— BEGIN —

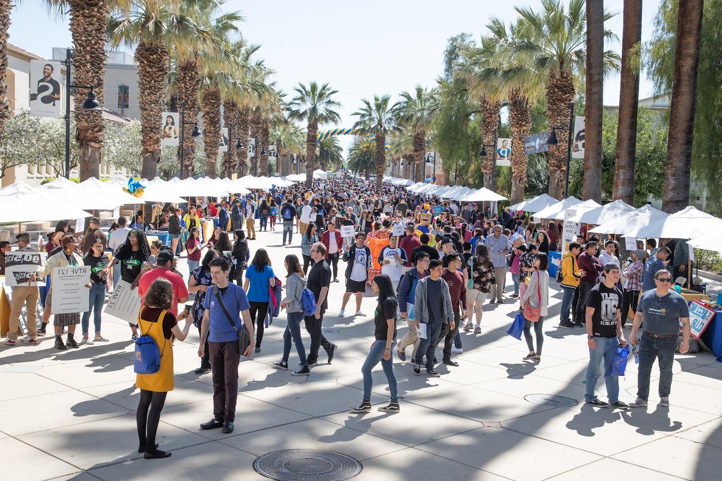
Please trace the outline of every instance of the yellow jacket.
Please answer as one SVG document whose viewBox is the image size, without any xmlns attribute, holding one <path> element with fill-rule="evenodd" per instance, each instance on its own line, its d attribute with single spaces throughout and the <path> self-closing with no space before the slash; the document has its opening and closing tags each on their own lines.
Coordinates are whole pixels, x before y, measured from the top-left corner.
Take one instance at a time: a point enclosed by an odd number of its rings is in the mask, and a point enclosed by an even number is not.
<svg viewBox="0 0 722 481">
<path fill-rule="evenodd" d="M 571 252 L 565 252 L 562 256 L 562 285 L 567 287 L 578 287 L 581 274 L 579 272 L 579 264 Z"/>
</svg>

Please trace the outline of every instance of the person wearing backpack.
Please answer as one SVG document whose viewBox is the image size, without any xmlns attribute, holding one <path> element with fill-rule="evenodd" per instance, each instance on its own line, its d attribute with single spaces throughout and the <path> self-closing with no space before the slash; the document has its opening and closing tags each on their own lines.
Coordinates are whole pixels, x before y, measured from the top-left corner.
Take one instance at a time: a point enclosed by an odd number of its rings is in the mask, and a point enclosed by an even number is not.
<svg viewBox="0 0 722 481">
<path fill-rule="evenodd" d="M 281 360 L 273 363 L 278 369 L 288 369 L 288 356 L 291 353 L 291 339 L 296 344 L 296 352 L 300 363 L 298 368 L 291 373 L 291 376 L 308 376 L 310 374 L 306 362 L 306 351 L 303 348 L 301 337 L 301 321 L 305 313 L 303 306 L 303 292 L 306 288 L 306 279 L 301 268 L 301 263 L 295 254 L 286 256 L 286 297 L 281 300 L 281 308 L 286 309 L 287 321 L 286 330 L 283 332 L 283 357 Z M 313 294 L 311 293 L 311 296 Z M 314 310 L 316 306 L 313 306 Z"/>
<path fill-rule="evenodd" d="M 139 370 L 137 367 L 140 364 L 141 370 L 150 372 L 136 374 L 136 387 L 140 389 L 140 400 L 136 410 L 138 452 L 144 453 L 146 459 L 170 456 L 170 452 L 158 449 L 155 435 L 165 396 L 173 389 L 173 338 L 184 340 L 192 321 L 186 310 L 178 318 L 173 316 L 171 308 L 175 305 L 173 284 L 164 277 L 159 277 L 148 288 L 143 306 L 138 313 L 141 336 L 136 342 L 136 370 Z M 186 325 L 181 329 L 178 321 L 183 319 L 186 320 Z M 149 365 L 150 363 L 154 365 Z"/>
</svg>

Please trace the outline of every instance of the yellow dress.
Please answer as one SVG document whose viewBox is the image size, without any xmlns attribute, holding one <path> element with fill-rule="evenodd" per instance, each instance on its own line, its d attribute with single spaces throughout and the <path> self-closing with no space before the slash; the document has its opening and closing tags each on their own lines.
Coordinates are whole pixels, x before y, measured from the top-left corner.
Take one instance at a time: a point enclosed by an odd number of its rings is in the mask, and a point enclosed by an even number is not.
<svg viewBox="0 0 722 481">
<path fill-rule="evenodd" d="M 141 318 L 143 308 L 138 313 L 138 326 L 140 334 L 152 337 L 160 350 L 160 369 L 152 374 L 136 374 L 136 387 L 139 389 L 155 392 L 168 392 L 173 390 L 173 344 L 172 339 L 163 335 L 163 318 L 166 311 L 161 311 L 156 322 Z"/>
</svg>

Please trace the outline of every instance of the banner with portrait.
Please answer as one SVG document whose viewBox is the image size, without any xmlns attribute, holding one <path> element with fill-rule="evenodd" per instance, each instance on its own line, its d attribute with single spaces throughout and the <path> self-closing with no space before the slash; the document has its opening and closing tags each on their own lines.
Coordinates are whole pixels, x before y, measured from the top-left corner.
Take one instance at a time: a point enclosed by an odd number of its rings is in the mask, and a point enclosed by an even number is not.
<svg viewBox="0 0 722 481">
<path fill-rule="evenodd" d="M 59 61 L 30 60 L 30 115 L 60 117 L 62 82 Z"/>
<path fill-rule="evenodd" d="M 178 130 L 180 129 L 178 113 L 163 112 L 162 115 L 163 129 L 160 137 L 160 144 L 169 147 L 178 146 Z"/>
</svg>

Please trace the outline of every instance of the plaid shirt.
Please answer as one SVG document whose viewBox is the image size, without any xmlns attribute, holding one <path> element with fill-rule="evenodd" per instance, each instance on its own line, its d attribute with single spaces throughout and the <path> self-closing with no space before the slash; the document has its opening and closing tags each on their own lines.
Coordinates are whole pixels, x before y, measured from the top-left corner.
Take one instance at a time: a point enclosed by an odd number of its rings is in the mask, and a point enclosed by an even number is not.
<svg viewBox="0 0 722 481">
<path fill-rule="evenodd" d="M 644 272 L 644 264 L 641 261 L 635 261 L 625 269 L 625 278 L 627 280 L 627 290 L 640 290 L 642 289 L 642 274 Z"/>
</svg>

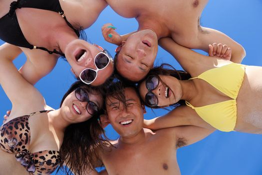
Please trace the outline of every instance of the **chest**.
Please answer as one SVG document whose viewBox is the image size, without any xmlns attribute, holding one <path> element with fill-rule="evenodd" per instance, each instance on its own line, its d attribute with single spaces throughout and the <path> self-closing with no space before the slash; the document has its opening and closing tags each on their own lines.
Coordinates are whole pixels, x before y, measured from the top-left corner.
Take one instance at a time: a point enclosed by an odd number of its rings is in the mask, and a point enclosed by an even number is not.
<svg viewBox="0 0 262 175">
<path fill-rule="evenodd" d="M 148 144 L 133 148 L 114 148 L 112 151 L 106 152 L 103 156 L 103 162 L 108 174 L 176 174 L 179 173 L 175 144 L 168 141 Z"/>
<path fill-rule="evenodd" d="M 56 12 L 24 8 L 16 9 L 15 13 L 24 38 L 34 46 L 49 44 L 52 35 L 52 32 L 46 31 L 59 32 L 59 28 L 68 27 L 61 15 Z"/>
</svg>

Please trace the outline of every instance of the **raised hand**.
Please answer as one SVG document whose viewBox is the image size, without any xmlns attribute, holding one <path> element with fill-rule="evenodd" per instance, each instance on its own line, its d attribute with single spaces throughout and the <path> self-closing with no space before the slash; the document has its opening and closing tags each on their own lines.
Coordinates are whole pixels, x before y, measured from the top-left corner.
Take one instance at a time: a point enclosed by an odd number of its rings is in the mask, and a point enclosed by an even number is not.
<svg viewBox="0 0 262 175">
<path fill-rule="evenodd" d="M 105 40 L 119 46 L 123 40 L 122 36 L 115 31 L 116 29 L 112 24 L 106 24 L 102 27 L 102 34 Z"/>
<path fill-rule="evenodd" d="M 209 54 L 210 56 L 230 60 L 231 59 L 231 48 L 227 45 L 216 42 L 209 45 Z"/>
<path fill-rule="evenodd" d="M 3 120 L 2 121 L 3 124 L 6 121 L 8 118 L 9 117 L 9 115 L 10 115 L 10 113 L 11 113 L 11 110 L 8 110 L 6 111 L 6 114 L 3 116 Z"/>
</svg>

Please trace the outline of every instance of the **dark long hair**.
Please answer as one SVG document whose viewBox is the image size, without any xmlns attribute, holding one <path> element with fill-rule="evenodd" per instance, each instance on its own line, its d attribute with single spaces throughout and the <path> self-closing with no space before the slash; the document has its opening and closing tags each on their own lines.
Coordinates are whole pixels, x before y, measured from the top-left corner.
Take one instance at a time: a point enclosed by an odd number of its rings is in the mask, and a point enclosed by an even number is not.
<svg viewBox="0 0 262 175">
<path fill-rule="evenodd" d="M 162 80 L 161 78 L 160 78 L 159 77 L 159 75 L 170 76 L 175 77 L 175 78 L 180 80 L 186 80 L 191 78 L 191 76 L 186 72 L 185 72 L 184 70 L 177 70 L 171 65 L 166 63 L 164 63 L 162 64 L 160 66 L 155 66 L 154 68 L 152 68 L 149 71 L 148 74 L 146 76 L 146 78 L 144 78 L 140 82 L 140 83 L 138 84 L 138 87 L 140 86 L 141 82 L 145 80 L 147 78 L 147 77 L 150 76 L 156 76 L 156 77 L 157 77 L 158 80 L 159 80 L 163 84 L 164 84 L 166 86 L 168 86 L 165 83 L 165 82 Z M 169 89 L 172 91 L 172 90 L 170 88 L 169 88 Z M 173 93 L 173 92 L 172 93 Z M 148 107 L 155 108 L 160 108 L 160 107 L 159 106 L 149 106 L 147 105 L 147 104 L 146 104 L 146 102 L 144 102 L 144 100 L 143 102 L 144 104 L 145 104 Z M 181 100 L 177 102 L 172 104 L 171 106 L 174 108 L 176 108 L 180 105 L 183 105 L 185 104 L 185 100 Z"/>
<path fill-rule="evenodd" d="M 84 88 L 89 94 L 104 96 L 102 88 L 93 87 L 78 80 L 72 84 L 64 95 L 60 106 L 66 96 L 78 87 Z M 92 166 L 98 158 L 97 150 L 111 145 L 98 122 L 99 116 L 103 111 L 101 110 L 99 114 L 88 120 L 71 124 L 66 128 L 59 150 L 61 161 L 58 170 L 61 169 L 67 174 L 71 174 L 71 171 L 76 174 L 81 174 L 87 168 L 93 169 Z M 68 168 L 63 166 L 64 164 L 68 165 Z"/>
</svg>

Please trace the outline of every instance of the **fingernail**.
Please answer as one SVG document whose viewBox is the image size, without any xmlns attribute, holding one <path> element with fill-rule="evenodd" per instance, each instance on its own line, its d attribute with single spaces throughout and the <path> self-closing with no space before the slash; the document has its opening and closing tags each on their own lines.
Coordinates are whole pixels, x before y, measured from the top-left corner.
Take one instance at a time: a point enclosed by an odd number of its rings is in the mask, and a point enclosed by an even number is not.
<svg viewBox="0 0 262 175">
<path fill-rule="evenodd" d="M 113 28 L 113 29 L 116 29 L 116 27 L 114 27 L 114 26 L 107 26 L 107 28 Z"/>
</svg>

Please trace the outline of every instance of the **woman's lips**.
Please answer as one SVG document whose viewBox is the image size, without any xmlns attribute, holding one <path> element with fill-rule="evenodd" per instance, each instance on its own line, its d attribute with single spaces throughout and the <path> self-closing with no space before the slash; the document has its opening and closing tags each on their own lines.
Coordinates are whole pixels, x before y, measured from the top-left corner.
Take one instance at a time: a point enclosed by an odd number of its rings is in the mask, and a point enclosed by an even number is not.
<svg viewBox="0 0 262 175">
<path fill-rule="evenodd" d="M 84 60 L 87 54 L 87 52 L 86 52 L 86 50 L 79 50 L 75 54 L 75 60 L 76 60 L 77 62 L 80 62 Z"/>
<path fill-rule="evenodd" d="M 148 40 L 143 40 L 142 42 L 143 42 L 144 44 L 147 46 L 151 48 L 151 44 L 150 42 L 149 42 Z"/>
</svg>

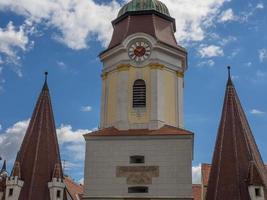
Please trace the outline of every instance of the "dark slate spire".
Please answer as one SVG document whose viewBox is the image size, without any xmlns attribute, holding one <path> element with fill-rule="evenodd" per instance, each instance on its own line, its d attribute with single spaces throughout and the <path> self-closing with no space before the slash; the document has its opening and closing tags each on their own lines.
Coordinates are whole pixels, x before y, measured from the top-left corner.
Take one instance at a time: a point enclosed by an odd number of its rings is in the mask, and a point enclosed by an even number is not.
<svg viewBox="0 0 267 200">
<path fill-rule="evenodd" d="M 213 154 L 206 200 L 250 200 L 248 186 L 261 185 L 267 196 L 267 174 L 242 109 L 230 69 Z"/>
<path fill-rule="evenodd" d="M 13 174 L 24 181 L 19 200 L 50 200 L 48 182 L 55 166 L 63 179 L 47 74 L 13 167 Z"/>
</svg>

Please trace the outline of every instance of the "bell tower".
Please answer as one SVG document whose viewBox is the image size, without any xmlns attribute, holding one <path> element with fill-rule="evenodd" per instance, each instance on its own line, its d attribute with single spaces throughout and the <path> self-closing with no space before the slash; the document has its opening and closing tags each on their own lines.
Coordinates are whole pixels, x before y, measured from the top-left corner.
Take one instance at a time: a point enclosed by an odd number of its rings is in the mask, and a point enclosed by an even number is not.
<svg viewBox="0 0 267 200">
<path fill-rule="evenodd" d="M 158 0 L 132 0 L 100 54 L 100 129 L 86 140 L 83 200 L 192 199 L 194 134 L 184 129 L 187 52 Z"/>
<path fill-rule="evenodd" d="M 120 10 L 103 62 L 101 128 L 183 128 L 187 52 L 160 1 L 133 0 Z"/>
</svg>

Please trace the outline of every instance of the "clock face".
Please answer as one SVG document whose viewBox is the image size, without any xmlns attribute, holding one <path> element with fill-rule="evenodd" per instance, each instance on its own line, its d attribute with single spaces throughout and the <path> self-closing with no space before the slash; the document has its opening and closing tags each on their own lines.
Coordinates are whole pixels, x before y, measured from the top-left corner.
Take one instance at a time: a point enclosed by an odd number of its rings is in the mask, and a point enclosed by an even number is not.
<svg viewBox="0 0 267 200">
<path fill-rule="evenodd" d="M 149 58 L 151 54 L 151 47 L 146 41 L 134 41 L 129 47 L 128 54 L 132 60 L 136 62 L 143 62 Z"/>
</svg>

— END —

#### [WHAT THE EXERCISE ASKS]
Copy verbatim the lines from the one containing "Please trace the outline of every instance of the banner" through the one containing "60 L 30 115", with both of those lines included.

#### [RESPONSE TO THIS TASK]
Please trace the outline of every instance of the banner with portrait.
Please answer as one SVG document whose viewBox is the image size, without any xmlns attribute, holding one <path> element with fill-rule="evenodd" per instance, each instance on its own line, its d attribute with single spaces throughout and the <path> self-closing with no space before the slash; the document has its opening and closing tags each on their own lines.
Coordinates are whole pixels, x before y, measured from the top-left corner.
Take one instance at a time: a point enclosed by an odd number of its rings is in the mask, and a point enclosed by an even number is not.
<svg viewBox="0 0 722 481">
<path fill-rule="evenodd" d="M 59 61 L 30 60 L 30 115 L 60 117 L 62 82 Z"/>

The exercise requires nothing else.